▼
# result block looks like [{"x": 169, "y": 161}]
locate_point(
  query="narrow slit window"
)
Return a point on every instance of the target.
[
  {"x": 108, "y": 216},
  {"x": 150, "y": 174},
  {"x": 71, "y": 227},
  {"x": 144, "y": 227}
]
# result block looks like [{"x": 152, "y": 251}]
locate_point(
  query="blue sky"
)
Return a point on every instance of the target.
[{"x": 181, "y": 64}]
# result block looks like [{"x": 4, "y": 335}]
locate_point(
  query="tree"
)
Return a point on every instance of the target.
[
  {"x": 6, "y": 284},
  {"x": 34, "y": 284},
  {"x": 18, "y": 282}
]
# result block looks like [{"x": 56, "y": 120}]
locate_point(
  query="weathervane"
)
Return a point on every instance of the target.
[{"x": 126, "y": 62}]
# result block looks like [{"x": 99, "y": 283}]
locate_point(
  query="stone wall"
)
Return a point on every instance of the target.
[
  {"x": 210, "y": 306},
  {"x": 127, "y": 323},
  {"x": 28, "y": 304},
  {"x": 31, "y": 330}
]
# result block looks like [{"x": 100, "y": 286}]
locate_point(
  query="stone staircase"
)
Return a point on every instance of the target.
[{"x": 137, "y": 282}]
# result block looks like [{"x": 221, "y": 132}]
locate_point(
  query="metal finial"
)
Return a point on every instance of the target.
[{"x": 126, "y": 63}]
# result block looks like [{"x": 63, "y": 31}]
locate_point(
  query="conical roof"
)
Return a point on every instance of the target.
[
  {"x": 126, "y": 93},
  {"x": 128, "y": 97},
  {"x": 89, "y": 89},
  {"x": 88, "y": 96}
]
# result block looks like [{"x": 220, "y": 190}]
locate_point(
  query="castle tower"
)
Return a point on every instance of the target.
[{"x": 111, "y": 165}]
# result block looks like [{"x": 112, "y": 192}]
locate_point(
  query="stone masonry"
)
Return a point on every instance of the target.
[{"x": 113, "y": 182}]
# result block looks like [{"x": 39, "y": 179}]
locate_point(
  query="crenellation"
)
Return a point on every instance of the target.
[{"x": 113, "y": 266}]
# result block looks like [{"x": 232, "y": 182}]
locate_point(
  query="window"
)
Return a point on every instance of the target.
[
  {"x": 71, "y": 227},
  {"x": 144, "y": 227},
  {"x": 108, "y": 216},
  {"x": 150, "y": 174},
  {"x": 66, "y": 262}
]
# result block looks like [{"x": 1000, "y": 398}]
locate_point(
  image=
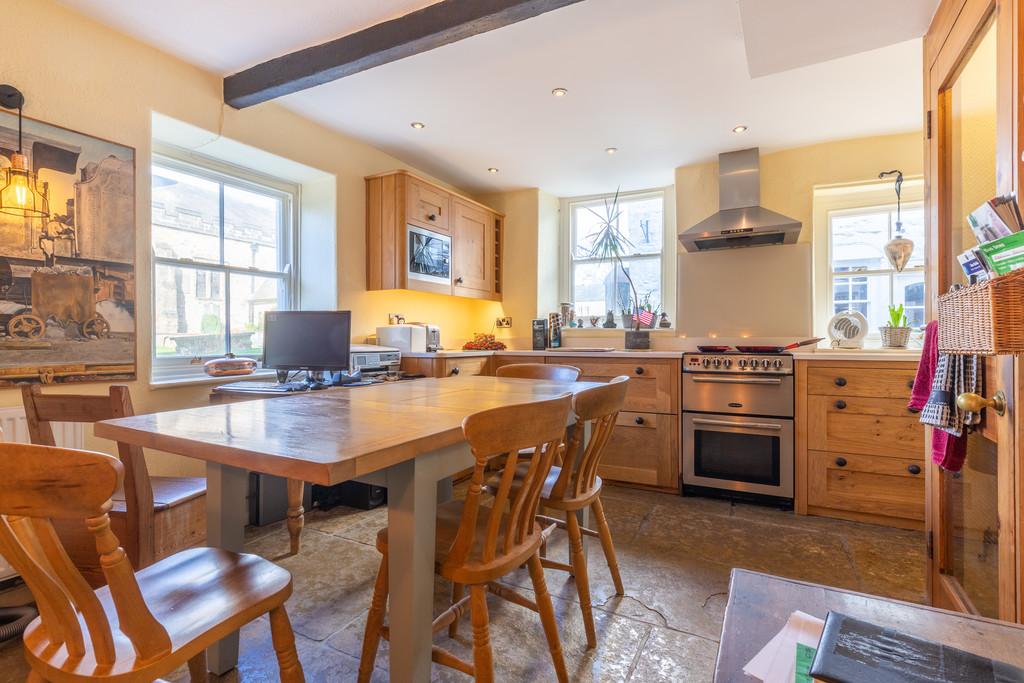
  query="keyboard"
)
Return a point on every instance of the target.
[{"x": 265, "y": 387}]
▲
PROBLEM — Where a line in the records above contains the word "window", copy that line.

OUTPUT OF THE TASK —
  query="narrow slit window"
  query="window"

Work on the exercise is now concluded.